=== Written exercise ===
Reproduce every one of the entries below word for word, adding nothing and leaving nothing out.

=== Records supplied ===
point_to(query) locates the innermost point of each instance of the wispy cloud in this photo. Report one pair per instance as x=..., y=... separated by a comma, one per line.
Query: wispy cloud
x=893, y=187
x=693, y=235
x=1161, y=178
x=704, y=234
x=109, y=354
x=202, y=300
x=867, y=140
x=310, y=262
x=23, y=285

=== Result of this task ===
point_to(query) locates the innermost point of each instance of the wispy cloud in this photo. Report one pair per instance as x=..., y=... separated by a comma, one per line.
Query: wispy cloud
x=893, y=187
x=693, y=235
x=1161, y=178
x=704, y=234
x=109, y=354
x=202, y=300
x=867, y=140
x=310, y=262
x=23, y=285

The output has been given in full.